About this task
The records must be repeated exactly and in their entirety.

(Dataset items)
=======

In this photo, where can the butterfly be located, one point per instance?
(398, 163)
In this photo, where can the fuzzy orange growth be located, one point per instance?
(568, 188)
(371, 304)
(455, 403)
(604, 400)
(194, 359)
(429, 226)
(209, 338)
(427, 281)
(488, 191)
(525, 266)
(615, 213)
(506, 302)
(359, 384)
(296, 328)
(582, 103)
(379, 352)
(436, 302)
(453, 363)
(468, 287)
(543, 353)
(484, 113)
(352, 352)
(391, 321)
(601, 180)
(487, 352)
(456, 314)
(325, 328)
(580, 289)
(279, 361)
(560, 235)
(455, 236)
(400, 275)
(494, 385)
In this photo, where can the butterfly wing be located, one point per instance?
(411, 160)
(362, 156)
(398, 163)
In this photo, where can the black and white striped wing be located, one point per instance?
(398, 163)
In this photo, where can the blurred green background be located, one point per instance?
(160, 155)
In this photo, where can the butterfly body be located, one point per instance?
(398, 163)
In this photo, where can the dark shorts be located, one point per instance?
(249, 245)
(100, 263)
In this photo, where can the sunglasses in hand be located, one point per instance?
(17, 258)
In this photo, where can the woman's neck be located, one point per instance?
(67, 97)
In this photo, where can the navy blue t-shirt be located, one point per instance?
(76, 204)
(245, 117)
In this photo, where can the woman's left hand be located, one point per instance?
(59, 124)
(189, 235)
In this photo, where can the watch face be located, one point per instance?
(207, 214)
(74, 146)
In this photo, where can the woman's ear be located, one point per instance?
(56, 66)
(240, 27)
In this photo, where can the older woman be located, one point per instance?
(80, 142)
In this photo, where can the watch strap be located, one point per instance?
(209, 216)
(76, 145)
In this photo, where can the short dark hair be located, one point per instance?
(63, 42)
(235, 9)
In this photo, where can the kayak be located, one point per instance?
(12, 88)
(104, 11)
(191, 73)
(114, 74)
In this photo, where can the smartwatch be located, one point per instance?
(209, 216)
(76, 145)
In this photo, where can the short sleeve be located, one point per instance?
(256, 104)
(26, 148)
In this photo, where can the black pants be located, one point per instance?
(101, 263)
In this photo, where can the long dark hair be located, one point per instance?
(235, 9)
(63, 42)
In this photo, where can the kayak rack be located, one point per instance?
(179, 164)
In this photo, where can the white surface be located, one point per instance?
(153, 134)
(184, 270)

=======

Answer box
In this photo, where can the butterfly be located, one point per instance?
(398, 163)
In this photo, where can the fuzzy orange growth be located, one point per instance?
(568, 188)
(371, 304)
(455, 403)
(604, 400)
(194, 359)
(429, 226)
(209, 338)
(427, 281)
(488, 191)
(525, 266)
(615, 213)
(506, 302)
(359, 384)
(296, 328)
(582, 103)
(379, 352)
(436, 302)
(453, 363)
(468, 287)
(543, 353)
(484, 113)
(352, 352)
(391, 321)
(601, 180)
(487, 352)
(456, 314)
(325, 328)
(580, 289)
(279, 361)
(560, 235)
(455, 236)
(400, 275)
(494, 385)
In this photo, where can the butterfly wing be located, one point per instance?
(411, 160)
(362, 156)
(398, 163)
In this photo, where can the black and white striped wing be located, one point per instance?
(398, 163)
In this photo, where can the blurred green background be located, one point per instance?
(160, 155)
In this photo, where can the butterfly body be located, one point per instance?
(398, 163)
In this photo, where can the dark shorts be located, one point per instance?
(249, 245)
(100, 263)
In this photo, where can the sunglasses in hand be located, one point per instance?
(17, 258)
In this photo, where can the woman's neck be located, one point per instance?
(67, 97)
In this photo, where can the navy blue t-shirt be located, one point per instance?
(76, 204)
(245, 117)
In this photo, where can the woman's left hand be located, one point per instance?
(59, 124)
(189, 235)
In this photo, where can the watch face be located, one point per instance?
(207, 214)
(74, 146)
In this photo, where can the woman's ear be located, one point per instance?
(56, 66)
(240, 27)
In this photo, where can the older woman be located, one point per instance?
(80, 142)
In this photo, where can the watch strap be located, one point per instance?
(209, 216)
(76, 145)
In this photo, where can the short dark hair be located, one point per instance?
(63, 42)
(235, 9)
In this photo, where can the kayak be located, one point per instance?
(12, 88)
(104, 11)
(191, 73)
(114, 74)
In this photo, where can the smartwatch be located, one point per instance?
(209, 216)
(76, 145)
In this photo, where can the short sleeve be located, one point per instance?
(256, 104)
(26, 148)
In this photo, where can the black pants be located, one point per instance?
(101, 263)
In this photo, where can the long dark hair be located, one point per instance?
(235, 9)
(63, 42)
In this photo, where can the kayak rack be located, one point per instance?
(179, 164)
In this photo, where can the white surface be located, one point per instance?
(153, 134)
(184, 270)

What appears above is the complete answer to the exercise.